* WHAT IS NEEDED: Output each record exactly. Leave none out.

Collection entries:
___

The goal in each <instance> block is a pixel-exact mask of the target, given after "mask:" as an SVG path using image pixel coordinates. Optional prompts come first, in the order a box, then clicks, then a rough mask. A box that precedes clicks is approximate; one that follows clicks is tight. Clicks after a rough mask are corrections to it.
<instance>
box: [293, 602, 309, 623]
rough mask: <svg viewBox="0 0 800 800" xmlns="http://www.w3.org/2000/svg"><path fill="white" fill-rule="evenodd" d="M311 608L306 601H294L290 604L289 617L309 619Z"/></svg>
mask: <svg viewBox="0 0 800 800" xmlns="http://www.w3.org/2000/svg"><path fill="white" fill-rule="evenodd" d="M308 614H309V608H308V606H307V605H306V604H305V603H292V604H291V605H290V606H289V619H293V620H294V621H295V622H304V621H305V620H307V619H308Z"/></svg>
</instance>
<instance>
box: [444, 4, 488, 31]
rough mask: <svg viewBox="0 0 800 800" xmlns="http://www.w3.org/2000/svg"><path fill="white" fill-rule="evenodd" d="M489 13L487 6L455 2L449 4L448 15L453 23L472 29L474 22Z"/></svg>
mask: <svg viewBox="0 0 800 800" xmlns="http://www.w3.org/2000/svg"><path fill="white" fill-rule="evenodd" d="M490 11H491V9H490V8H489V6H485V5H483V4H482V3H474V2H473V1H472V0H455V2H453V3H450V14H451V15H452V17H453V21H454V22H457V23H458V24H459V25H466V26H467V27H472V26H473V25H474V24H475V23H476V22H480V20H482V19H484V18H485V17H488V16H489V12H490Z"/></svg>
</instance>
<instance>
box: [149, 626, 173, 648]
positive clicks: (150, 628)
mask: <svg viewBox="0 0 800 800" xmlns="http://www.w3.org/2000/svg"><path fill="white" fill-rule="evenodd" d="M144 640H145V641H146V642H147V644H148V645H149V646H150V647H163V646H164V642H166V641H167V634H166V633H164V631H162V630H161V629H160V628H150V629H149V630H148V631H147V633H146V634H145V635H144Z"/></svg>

___

* SOLUTION TO THIS TASK:
The goal in each <instance> block is a pixel-exact mask of the target, given after "mask:" as an SVG path using image pixel coordinates. Optional prompts come first, in the order a box, then clicks, then a rough mask. A box that precedes clicks is approximate; one that follows clicks is tight. Clicks after a rough mask are corrections to it.
<instance>
box: [293, 602, 309, 623]
rough mask: <svg viewBox="0 0 800 800" xmlns="http://www.w3.org/2000/svg"><path fill="white" fill-rule="evenodd" d="M311 608L306 601H294L290 604L289 617L309 619Z"/></svg>
mask: <svg viewBox="0 0 800 800" xmlns="http://www.w3.org/2000/svg"><path fill="white" fill-rule="evenodd" d="M308 614H309V608H308V606H307V605H306V604H305V603H292V604H291V605H290V606H289V619H293V620H294V621H295V622H304V621H305V620H307V619H308Z"/></svg>
</instance>
<instance>
box: [444, 4, 488, 31]
rough mask: <svg viewBox="0 0 800 800" xmlns="http://www.w3.org/2000/svg"><path fill="white" fill-rule="evenodd" d="M489 13L487 6L455 2L449 4L448 15L453 23L472 29L474 22Z"/></svg>
mask: <svg viewBox="0 0 800 800" xmlns="http://www.w3.org/2000/svg"><path fill="white" fill-rule="evenodd" d="M490 11H491V9H490V8H489V6H485V5H483V4H482V3H474V2H473V1H472V0H455V2H453V3H450V14H451V15H452V17H453V21H454V22H457V23H458V24H459V25H466V26H467V27H472V26H473V25H474V24H475V23H476V22H480V20H482V19H484V18H485V17H488V16H489V12H490Z"/></svg>
</instance>
<instance>
box: [149, 626, 173, 648]
positive clicks: (150, 628)
mask: <svg viewBox="0 0 800 800" xmlns="http://www.w3.org/2000/svg"><path fill="white" fill-rule="evenodd" d="M144 640H145V641H146V642H147V644H148V645H149V646H150V647H163V646H164V642H166V641H167V634H166V633H164V631H162V630H161V629H160V628H150V629H149V630H148V631H147V633H146V634H145V635H144Z"/></svg>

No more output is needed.